## Task to carry out
Extend the hearing transcript on nuclear waste repositories past its final line, writing the next few exchanges in the same format.

++++ Page text ++++

Q141 John Robertson:
Do they really need to have testing facilities where these things
have been tested in various countries, and really what we should
be doing is rather taking something that has been proven to work
and doing the same thing here? We do not have to reprove the technical
aspects of storage, do we?
Mr Greenleaf: It is the testing
of the local geology that would be different across different
countries rather than perhaps the concept of sealing nuclear waste.
Q142 John Robertson:
But that would be done anyway and there are sites which are volunteering
already to have repositories within them. It is not like they
are new sites; they are sites which are already being used.
Mr Greenleaf: But testing would
still need to be done to check that they are fully suitable for
them.
Q143 John Robertson:
But they would do that anyway. You would expect that.
Ms Ashley: But, as far as I am
aware, all we have got are expressions of interest from a number
of communities and those communities are represented by their
local authorities. I am not aware of any particular engagement
with the people who actually live in those areas, so we are still
in a very vague position as to where these sites may be, and what
we are saying from a precautionary principle approach is that
it is inaccurate for the Government to say that this issue is
dealt with, so, until we see some further evidence that it is
being dealt with and there is a process for dealing with it
Q144 John Robertson:
So you do not accept that the Government has dealt with the issue
and, even though they said that CoRWM has already put its recommendations
up and that there are sites which, we know, will be coming forward
for the repositories and that the Government will make a statement
on them, you do not think, because they have not started the geological
testing, that these sites exist or that they should exist?
Ms Ashley: No, what we have is
a volunteerism approach.
Q145 John Robertson:
And is that not good?
Ms Ashley: No, I am not blaming
the approach, but that is the approach that the Government has.
That is Plan A and there is no Plan B and that is what the Government
says, so, unless a community comes forward to volunteer
Q146 John Robertson:
So you do not want volunteers?
Ms Ashley: No, we are not saying
that.
Q147 John Robertson:
You want the Government to impose it somewhere?
Ms Ashley: No, we are not saying
that at all. What we are saying is that, as yet, we do not have
one community that has volunteered to take this where the Government
has said, "That locality is sensible and safe to put it there"
and which has been tested, so we are just not far enough down
the road, we do not believe, at the moment.
Q148 John Robertson:
It sounds a bit like the chicken or the egg first. What comes
first, the community or the site?
Ms Ashley: Well, we do not have
either at the moment.
Q149 John Robertson:
But we know there are areas that want to be involved in it and
we do know that certain people have come forward to do it. Your
argument, I think, is the point that it is geologically safe to
do the repository in that place and have the communities been
approached. Now, I have a different understanding about the communities
in these areas, that they have been approached.

++++ Raw data ++++

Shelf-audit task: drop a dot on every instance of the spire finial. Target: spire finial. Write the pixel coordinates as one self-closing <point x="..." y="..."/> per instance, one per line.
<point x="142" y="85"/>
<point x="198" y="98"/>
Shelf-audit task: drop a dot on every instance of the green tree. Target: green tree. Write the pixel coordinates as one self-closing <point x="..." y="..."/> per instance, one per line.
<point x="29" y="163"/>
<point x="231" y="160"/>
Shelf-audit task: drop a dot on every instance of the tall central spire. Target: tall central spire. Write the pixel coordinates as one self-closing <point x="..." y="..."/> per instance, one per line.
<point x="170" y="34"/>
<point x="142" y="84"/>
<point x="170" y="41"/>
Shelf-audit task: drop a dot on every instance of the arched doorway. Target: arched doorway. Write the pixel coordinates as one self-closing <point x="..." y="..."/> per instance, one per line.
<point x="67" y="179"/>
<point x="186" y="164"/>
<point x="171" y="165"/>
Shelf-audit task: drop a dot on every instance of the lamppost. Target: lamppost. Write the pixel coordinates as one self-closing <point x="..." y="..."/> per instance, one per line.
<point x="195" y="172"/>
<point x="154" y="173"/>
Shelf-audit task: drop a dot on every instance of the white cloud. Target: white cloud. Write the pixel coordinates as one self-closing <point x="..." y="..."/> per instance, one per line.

++++

## Answer
Ms Ashley: But the Government's
approach is that people volunteer and then they do the geological
testing. Now, we just have not got to that stage yet.
Q150 John Robertson:
Well, how do you do it in reverse?
Ms Ashley: No, I am not saying
that there is a problem with the approach. I am just saying that
the Government has not gone far enough down the line of its agreed
approach yet to be able to say it can deal with it.
Q151 John Robertson:
So the approach is right, but it is just not far enough down the
road?
Mr Greenleaf: I think the important
point to make for the NPS itself is that we are talking about
new nuclear plants and new nuclear waste, separating this from
existing legacy waste. Whilst there is an argument that it will
add a relatively limited amount of additional waste where, over
a fleet of 10 gigawatts, it may be adding ten per cent to the
existing legacy waste, if we have not gone far enough down the
line of actually constructing a process to deal with the legacy
waste, should we be adding to the problem already by commissioning
new reactors?
Q152 John Robertson:
That is a spurious argument. Waste is waste and we have to deal
with it, and there will always be additional waste, no matter
what, whether we build another nuclear power station or not, so
it is not really much of an argument, is it?
Ms Ashley: Well, anything that
you deliver using sustainable development principles, which is
what we advocate as the SDC, would involve the precautionary principle
and it would not meet sustainable development principles if you
approved an infrastructure development that cannot deal with its
waste.
Q153 John Robertson:
But they will.
Ms Ashley: We have not seen evidence
Q154 John Robertson:
But they have to. We have not got a choice as we have waste which
we to deal with and, therefore, we have to deal with it, no matter
what happens. Were we to close every nuclear power station tomorrow,
we would still have to deal with the waste and the additional
waste that will come from other areas.
Mr Greenleaf: Of course, but the
complexity and cost of dealing with that is really still quite
unknown at the moment. If we find out that even dealing with the
legacy waste is so costly that we would not want to do that for
a new fleet of nuclear reactors, that is part of the issue. The
whole point of the NPS is that the Government assumes the issues
will be dealt with, but we do not have enough evidence yet to
show that.
Q155 Charles Hendry:
Can I be clear about what you are actually advocating. Are you
saying that no new nuclear plant should be approved unless a site
has been identified and geological tests have been carried out
on it?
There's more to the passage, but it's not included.